— start RECORDS FOR THIS TASK —
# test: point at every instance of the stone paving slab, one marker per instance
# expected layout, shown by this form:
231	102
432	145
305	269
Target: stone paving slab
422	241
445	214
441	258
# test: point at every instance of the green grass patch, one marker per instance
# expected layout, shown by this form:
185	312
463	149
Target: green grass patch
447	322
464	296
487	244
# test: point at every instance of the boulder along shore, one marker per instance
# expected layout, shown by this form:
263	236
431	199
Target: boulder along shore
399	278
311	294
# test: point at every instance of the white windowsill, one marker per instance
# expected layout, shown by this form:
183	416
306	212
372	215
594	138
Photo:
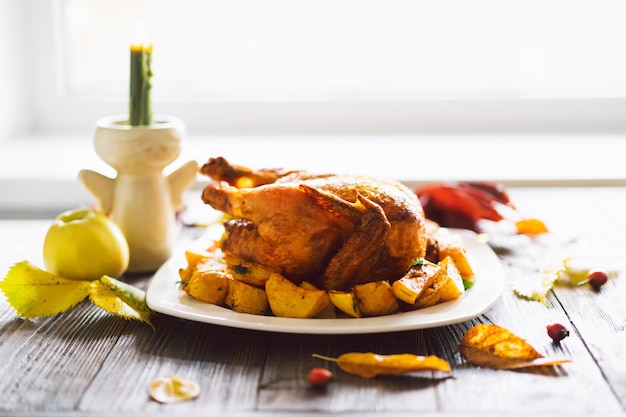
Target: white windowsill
39	174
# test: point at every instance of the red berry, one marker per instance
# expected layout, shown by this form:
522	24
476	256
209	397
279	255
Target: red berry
319	376
597	278
557	332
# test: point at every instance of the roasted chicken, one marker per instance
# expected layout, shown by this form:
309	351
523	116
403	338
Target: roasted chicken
334	231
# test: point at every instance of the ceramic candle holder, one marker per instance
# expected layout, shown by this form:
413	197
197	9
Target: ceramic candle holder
141	199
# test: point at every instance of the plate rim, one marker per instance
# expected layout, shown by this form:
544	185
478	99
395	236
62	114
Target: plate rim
164	296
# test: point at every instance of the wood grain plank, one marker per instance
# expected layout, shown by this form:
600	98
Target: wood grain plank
226	362
46	364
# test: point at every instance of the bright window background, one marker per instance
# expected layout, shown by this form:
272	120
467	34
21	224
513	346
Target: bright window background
351	49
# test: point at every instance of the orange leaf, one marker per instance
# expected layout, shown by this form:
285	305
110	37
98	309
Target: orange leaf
530	227
369	365
492	346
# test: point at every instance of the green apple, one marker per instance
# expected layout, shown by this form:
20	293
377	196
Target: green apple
85	244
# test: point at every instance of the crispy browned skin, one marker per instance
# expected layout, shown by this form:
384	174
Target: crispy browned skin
332	230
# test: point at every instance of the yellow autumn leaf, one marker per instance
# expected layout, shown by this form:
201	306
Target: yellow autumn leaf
173	388
33	292
120	299
536	286
369	365
495	347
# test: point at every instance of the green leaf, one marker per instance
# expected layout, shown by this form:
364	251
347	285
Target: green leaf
120	299
33	292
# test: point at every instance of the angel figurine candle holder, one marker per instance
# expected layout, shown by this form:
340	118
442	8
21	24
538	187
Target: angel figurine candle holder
141	199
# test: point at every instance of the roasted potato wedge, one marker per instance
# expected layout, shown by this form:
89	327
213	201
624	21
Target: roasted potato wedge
413	284
448	283
429	297
453	247
327	313
245	298
346	302
286	299
376	298
208	286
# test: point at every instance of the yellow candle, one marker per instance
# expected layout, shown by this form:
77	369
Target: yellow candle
140	109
— end RECORDS FOR THIS TASK —
YOUR TASK: Rewrite the entries from the line containing "# test: point at every instance of the yellow candle, one" through the end of the entries as a numbered list, skipping any blank lines.

SOLUTION TO THE PROBLEM:
1. # test: point at every instance of the yellow candle, one marker per instance
2. # expected layout, shown by this form:
3. 77	369
4. Target: yellow candle
5. 140	109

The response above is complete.